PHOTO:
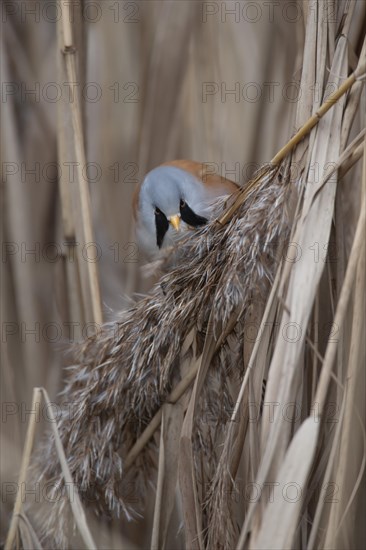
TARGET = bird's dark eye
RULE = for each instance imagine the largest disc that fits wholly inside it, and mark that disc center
(190, 217)
(162, 226)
:::
任务说明:
把上面全部数据逐行排成 Markdown 表格，两列分别为“序号”和“内容”，空行略去不计。图片本身不要放进表格。

问题解答:
| 序号 | 内容 |
|---|---|
| 1 | PHOTO: |
| 2 | TARGET = bird's dark eye |
| 3 | RULE = for each instance imagine the largest disc that fits wholly inside it, and mark that disc center |
| 4 | (190, 217) |
| 5 | (162, 226) |